Aim
Rewrite the lines below as a Markdown table with the columns Row and Line, starting at the line that contains "of the taillight" and ending at the last line. Leave out blank lines.

------ Information given ------

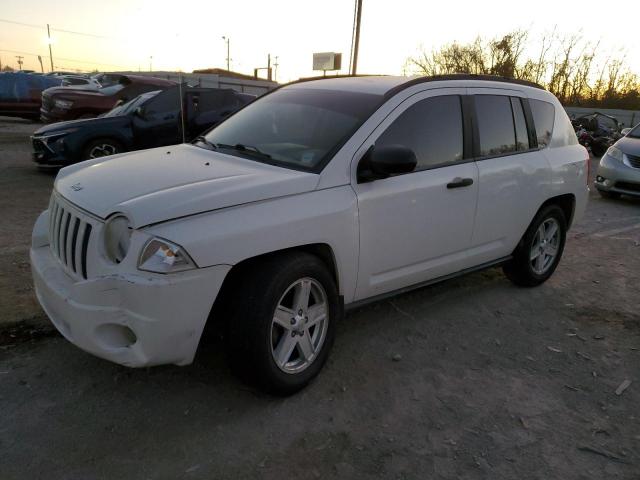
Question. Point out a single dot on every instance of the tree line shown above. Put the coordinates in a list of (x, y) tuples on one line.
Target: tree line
[(569, 66)]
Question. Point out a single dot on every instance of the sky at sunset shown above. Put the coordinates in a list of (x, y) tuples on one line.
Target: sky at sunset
[(187, 35)]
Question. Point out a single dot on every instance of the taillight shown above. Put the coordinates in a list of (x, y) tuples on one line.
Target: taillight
[(588, 162)]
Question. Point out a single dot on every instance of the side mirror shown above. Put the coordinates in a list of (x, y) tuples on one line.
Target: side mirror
[(382, 162)]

------

Correct output
| Row | Line |
|---|---|
| 1 | Question. Point out a single dot on every instance of the taillight shown above. Put the coordinates in a list of (x, y) tuples on one line. |
| 2 | Target: taillight |
| 3 | [(588, 162)] |
| 4 | Question. Point out a single dot on every instance of the side mirror shown above. Put the coordinates in a list of (x, y) tuples on one line. |
| 5 | Target: side mirror |
| 6 | [(382, 162)] |